**Given records**.
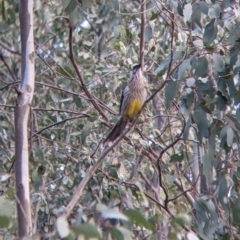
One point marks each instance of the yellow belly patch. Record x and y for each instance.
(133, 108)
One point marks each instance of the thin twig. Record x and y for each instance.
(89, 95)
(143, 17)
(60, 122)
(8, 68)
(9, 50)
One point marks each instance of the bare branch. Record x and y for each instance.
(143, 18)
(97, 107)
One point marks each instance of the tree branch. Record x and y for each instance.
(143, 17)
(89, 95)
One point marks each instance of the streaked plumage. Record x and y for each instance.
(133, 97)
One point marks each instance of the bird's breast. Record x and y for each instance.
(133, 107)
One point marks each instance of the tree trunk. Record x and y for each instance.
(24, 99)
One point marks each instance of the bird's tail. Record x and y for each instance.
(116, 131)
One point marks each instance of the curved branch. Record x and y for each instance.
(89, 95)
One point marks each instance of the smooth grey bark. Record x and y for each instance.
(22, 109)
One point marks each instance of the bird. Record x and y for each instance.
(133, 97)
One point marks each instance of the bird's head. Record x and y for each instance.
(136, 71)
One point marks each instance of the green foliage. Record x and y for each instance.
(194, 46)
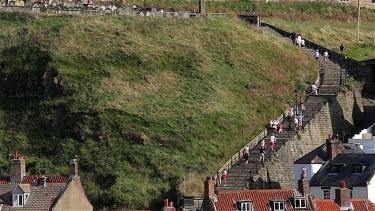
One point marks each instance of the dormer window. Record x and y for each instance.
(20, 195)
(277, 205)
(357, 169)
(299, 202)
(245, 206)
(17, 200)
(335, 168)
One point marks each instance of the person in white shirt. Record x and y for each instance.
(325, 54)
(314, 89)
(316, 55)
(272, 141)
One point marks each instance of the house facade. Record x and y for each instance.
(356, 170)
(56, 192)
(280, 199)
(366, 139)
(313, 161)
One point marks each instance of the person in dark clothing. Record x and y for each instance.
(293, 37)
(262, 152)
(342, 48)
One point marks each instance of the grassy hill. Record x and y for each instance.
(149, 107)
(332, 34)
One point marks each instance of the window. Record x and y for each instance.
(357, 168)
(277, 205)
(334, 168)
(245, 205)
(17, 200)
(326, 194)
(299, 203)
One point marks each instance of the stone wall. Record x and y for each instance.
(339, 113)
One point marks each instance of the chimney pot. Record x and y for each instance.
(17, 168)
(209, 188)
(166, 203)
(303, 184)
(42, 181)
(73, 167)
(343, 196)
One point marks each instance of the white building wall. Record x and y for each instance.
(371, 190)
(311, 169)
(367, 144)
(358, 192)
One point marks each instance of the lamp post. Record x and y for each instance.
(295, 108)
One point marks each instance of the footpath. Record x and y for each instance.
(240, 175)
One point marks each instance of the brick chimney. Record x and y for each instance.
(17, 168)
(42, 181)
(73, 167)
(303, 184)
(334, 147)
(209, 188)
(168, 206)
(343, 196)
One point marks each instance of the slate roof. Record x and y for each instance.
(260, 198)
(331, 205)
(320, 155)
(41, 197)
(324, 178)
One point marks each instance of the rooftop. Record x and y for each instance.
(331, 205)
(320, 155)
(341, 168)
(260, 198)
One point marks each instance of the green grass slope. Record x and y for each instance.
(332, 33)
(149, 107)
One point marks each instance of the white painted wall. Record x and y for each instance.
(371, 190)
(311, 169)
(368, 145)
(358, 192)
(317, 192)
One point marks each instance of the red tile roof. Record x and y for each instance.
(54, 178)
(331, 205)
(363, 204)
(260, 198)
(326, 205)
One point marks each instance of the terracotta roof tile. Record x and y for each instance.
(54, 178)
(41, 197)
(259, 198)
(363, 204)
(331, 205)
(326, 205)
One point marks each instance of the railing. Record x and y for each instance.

--

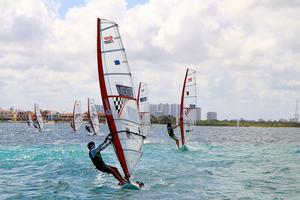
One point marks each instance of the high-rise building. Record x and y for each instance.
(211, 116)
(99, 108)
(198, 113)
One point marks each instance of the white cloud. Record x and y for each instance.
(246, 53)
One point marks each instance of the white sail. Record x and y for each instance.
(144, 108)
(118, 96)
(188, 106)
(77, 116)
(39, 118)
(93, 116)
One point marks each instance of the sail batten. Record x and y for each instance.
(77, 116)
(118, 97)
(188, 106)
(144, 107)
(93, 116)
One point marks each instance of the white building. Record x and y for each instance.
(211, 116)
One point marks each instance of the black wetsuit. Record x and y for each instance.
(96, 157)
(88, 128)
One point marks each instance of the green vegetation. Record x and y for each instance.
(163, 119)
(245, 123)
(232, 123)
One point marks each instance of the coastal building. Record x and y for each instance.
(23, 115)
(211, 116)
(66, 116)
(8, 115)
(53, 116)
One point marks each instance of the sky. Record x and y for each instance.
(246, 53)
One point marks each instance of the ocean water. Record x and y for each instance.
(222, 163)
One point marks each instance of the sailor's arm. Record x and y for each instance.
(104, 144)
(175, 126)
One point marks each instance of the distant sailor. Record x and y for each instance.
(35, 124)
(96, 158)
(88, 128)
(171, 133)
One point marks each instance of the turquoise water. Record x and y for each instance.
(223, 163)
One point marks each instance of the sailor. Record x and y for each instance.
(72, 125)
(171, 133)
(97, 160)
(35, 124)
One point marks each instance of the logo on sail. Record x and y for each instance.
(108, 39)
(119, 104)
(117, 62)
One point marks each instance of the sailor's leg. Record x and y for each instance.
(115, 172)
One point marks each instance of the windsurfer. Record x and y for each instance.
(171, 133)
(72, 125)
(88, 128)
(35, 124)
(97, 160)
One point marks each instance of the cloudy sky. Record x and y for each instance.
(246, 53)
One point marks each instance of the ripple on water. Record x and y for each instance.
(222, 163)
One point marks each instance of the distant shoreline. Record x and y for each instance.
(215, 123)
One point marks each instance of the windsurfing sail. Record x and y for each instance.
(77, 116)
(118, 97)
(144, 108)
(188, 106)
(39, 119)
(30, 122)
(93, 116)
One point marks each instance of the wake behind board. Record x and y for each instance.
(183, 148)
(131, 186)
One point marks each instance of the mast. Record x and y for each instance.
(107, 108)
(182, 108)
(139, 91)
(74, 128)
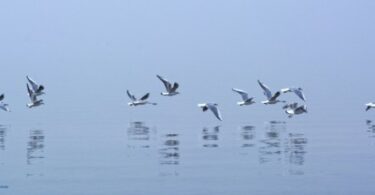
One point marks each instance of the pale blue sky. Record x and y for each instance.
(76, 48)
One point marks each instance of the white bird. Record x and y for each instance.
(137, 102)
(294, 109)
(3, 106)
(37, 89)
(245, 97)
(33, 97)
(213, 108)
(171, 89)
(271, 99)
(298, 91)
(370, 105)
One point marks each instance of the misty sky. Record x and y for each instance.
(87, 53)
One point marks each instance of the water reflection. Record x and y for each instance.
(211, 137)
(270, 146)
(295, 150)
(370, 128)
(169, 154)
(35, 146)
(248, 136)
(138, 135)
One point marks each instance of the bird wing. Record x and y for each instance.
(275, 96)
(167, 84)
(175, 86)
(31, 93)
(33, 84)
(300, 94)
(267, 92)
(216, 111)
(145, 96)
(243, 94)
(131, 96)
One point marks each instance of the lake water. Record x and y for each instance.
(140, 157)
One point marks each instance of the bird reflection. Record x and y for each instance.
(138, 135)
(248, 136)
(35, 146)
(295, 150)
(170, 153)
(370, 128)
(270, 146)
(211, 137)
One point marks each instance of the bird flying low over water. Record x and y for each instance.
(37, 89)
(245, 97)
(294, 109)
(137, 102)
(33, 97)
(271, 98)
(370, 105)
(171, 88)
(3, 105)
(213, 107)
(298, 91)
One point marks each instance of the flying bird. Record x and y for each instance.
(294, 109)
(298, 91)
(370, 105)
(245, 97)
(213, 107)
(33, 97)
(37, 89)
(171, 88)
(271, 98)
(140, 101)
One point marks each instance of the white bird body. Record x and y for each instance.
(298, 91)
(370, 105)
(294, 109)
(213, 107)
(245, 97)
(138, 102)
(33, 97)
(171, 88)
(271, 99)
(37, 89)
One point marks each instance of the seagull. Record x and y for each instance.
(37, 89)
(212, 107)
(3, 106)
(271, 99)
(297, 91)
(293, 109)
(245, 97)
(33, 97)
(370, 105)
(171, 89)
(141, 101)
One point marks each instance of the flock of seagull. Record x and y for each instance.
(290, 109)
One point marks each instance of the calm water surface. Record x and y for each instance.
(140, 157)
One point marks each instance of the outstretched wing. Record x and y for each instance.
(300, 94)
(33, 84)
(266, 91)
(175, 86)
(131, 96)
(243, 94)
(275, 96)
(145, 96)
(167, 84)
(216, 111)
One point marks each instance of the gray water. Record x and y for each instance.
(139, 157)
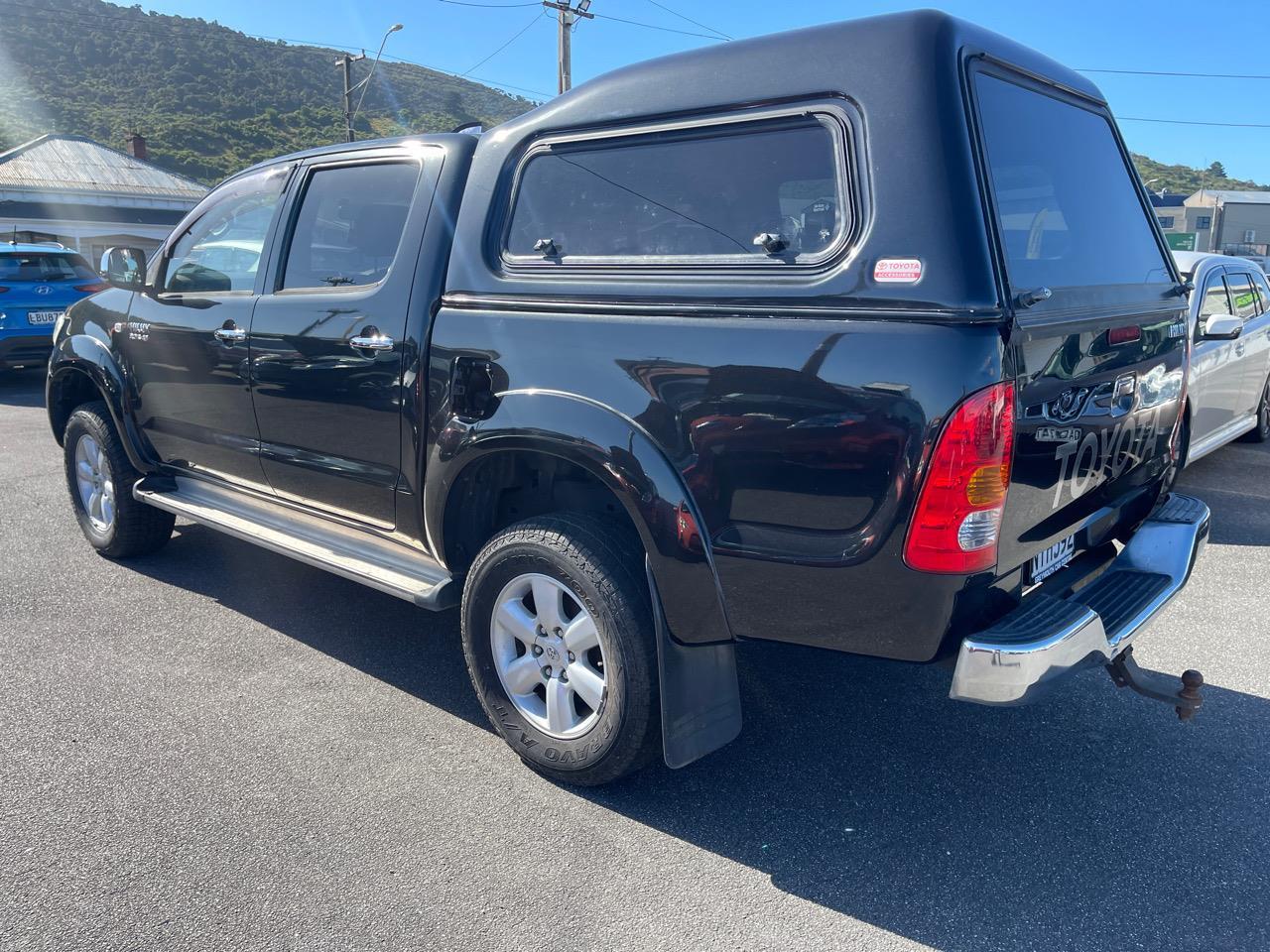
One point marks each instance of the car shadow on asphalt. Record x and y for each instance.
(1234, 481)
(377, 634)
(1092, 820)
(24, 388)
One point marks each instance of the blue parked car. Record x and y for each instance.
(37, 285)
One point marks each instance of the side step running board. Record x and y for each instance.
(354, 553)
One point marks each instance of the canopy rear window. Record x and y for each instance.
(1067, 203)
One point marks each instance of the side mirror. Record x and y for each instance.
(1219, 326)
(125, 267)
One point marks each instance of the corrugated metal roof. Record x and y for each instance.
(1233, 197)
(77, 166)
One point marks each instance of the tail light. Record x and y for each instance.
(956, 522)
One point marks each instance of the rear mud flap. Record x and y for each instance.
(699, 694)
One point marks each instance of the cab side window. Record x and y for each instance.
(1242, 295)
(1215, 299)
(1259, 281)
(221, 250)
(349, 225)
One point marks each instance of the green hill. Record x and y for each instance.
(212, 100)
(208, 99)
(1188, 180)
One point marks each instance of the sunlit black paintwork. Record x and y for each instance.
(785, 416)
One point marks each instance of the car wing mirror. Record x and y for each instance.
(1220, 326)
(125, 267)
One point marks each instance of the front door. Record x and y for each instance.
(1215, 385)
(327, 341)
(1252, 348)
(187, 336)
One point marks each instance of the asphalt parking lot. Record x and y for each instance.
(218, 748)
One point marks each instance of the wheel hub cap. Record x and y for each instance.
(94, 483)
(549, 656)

**Problem to solve**.
Give the part of the listing that opens with the line containing "One point marks each instance of the calm" and closes with the line containing "(1067, 203)" as a JSON list of strings, one string per line, with blank lines omitted. Leave the pictures out of the list.

**In response**.
[
  "One point marks each instance of the calm water surface. Record x and y for each instance.",
  "(140, 157)",
  "One point marks each instance of the outstretched wing. Record x and y for each instance.",
  "(300, 94)",
  "(33, 84)",
  "(266, 91)",
  "(175, 86)",
  "(131, 96)",
  "(243, 94)",
  "(275, 96)",
  "(145, 96)",
  "(167, 84)",
  "(216, 111)",
  "One point marks each instance of the gray water. Record x and y for each instance.",
  "(139, 157)",
  "One point marks each instance of the car shadow on asphalt. Record x and y for each instance.",
  "(1234, 481)",
  "(377, 634)",
  "(1092, 820)",
  "(24, 388)",
  "One point marks each instance of the blue parked car. Record x and y for each instance.",
  "(37, 285)",
  "One point marks each instance of the side step running board. Record x and y for each instance.",
  "(354, 553)",
  "One point marks each instance of the canopy rear window. Record x and y for each instance.",
  "(1067, 203)"
]